◆ Work required
Reproduce the data starting at its first line and ending at the line containing "interior: even-odd rule", with "instance" swapped for "occurrence" and everything else left as is. Omit the pictures.

◆ Data to use
┄┄┄┄┄┄┄┄┄┄┄┄┄┄┄┄┄┄┄┄

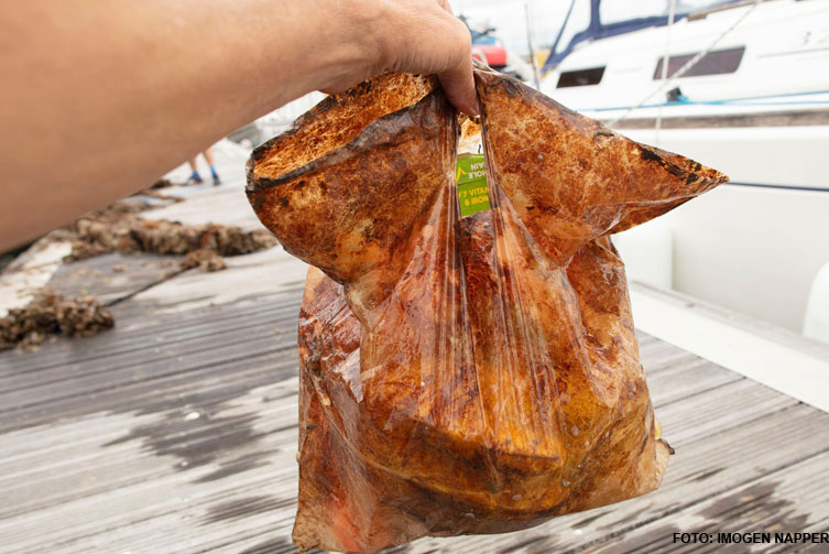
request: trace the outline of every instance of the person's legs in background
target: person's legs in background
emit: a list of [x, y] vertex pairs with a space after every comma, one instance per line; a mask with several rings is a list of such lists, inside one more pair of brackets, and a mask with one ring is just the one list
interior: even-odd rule
[[204, 183], [204, 180], [201, 180], [201, 175], [198, 174], [198, 167], [196, 166], [196, 157], [197, 156], [198, 156], [198, 154], [196, 154], [196, 156], [194, 156], [193, 160], [188, 160], [187, 161], [187, 163], [190, 164], [190, 171], [193, 172], [193, 173], [190, 173], [190, 178], [187, 180], [187, 184], [190, 184], [190, 183], [201, 184], [201, 183]]
[[204, 152], [205, 160], [207, 160], [207, 164], [210, 166], [210, 175], [212, 175], [212, 184], [214, 185], [220, 185], [221, 180], [219, 178], [219, 174], [216, 173], [216, 164], [212, 161], [212, 152], [210, 152], [210, 149], [205, 149]]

┄┄┄┄┄┄┄┄┄┄┄┄┄┄┄┄┄┄┄┄

◆ Output
request: trace the outline of every occurrence of the person's legs in background
target: person's legs in background
emit: a list of [x, y] vertex pairs with a space after every comma, one occurrence per line; a mask with several rings is a list of such lists, inside one more pair of brackets, and a mask with one ring is just the one list
interior: even-odd rule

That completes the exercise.